Repeat the line that contains "Phrase: forested hillside" exactly, along with each following line up to and including the last line of the entries.

» **Data to examine**:
◆ ◆ ◆
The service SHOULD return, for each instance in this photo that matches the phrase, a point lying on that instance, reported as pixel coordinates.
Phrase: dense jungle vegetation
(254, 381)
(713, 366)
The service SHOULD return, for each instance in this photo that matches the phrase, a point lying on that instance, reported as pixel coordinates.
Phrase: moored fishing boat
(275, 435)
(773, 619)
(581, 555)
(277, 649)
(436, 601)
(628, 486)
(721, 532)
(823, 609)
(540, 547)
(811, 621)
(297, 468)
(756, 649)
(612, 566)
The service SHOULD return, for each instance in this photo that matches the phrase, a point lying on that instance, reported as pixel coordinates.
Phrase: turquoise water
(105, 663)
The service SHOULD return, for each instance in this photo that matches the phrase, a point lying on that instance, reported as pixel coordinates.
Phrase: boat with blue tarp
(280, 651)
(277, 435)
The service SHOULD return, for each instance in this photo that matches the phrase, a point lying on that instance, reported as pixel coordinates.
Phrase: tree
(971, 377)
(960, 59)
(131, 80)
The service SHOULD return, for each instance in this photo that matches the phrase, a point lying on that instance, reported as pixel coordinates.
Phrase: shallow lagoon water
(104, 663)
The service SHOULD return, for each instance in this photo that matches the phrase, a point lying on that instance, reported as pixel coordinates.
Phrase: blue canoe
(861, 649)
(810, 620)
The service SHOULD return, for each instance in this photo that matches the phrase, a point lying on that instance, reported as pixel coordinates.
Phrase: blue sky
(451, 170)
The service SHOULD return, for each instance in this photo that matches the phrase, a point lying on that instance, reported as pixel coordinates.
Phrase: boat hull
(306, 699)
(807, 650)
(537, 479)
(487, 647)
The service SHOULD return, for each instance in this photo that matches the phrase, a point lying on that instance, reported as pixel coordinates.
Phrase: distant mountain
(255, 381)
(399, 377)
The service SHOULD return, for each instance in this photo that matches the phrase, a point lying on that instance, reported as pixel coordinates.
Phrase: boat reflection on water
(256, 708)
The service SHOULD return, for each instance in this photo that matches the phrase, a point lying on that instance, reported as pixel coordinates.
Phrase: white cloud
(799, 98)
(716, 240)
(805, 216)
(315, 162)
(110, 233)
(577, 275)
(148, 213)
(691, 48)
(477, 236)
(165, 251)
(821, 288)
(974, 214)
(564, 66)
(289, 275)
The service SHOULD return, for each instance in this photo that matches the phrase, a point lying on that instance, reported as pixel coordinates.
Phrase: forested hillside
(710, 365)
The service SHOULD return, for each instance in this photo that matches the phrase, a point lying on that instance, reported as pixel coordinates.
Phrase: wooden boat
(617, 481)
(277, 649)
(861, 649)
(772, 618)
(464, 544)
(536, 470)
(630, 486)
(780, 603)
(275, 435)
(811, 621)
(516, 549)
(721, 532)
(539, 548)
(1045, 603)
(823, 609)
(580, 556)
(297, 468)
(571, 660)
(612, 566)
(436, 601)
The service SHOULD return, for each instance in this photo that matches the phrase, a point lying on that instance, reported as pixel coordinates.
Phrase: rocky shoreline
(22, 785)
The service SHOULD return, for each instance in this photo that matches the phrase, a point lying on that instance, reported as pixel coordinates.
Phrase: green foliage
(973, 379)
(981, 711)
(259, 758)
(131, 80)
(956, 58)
◆ ◆ ◆
» **Expected answer**:
Phrase: forested hillside
(710, 365)
The service SHOULD return, for each instance in this photo that matches the phrase, a point lying on that instance, reported as pixel coordinates.
Phrase: wooden boat
(617, 481)
(277, 649)
(861, 649)
(772, 618)
(464, 544)
(536, 470)
(630, 486)
(780, 603)
(275, 435)
(811, 621)
(516, 549)
(721, 532)
(539, 548)
(1045, 603)
(823, 609)
(580, 556)
(297, 468)
(571, 660)
(612, 566)
(436, 601)
The service SHOULD return, for each instance in this photo that matches the phrase, a point lying on that instance, reported as pixel coordinates.
Phrase: rocky shoreline
(22, 785)
The service SHOULD return, for each instance in this photo that matches the phrase, a point lying on that instance, reported as pixel coordinates.
Phrase: green foliage
(973, 379)
(981, 711)
(259, 758)
(131, 80)
(956, 58)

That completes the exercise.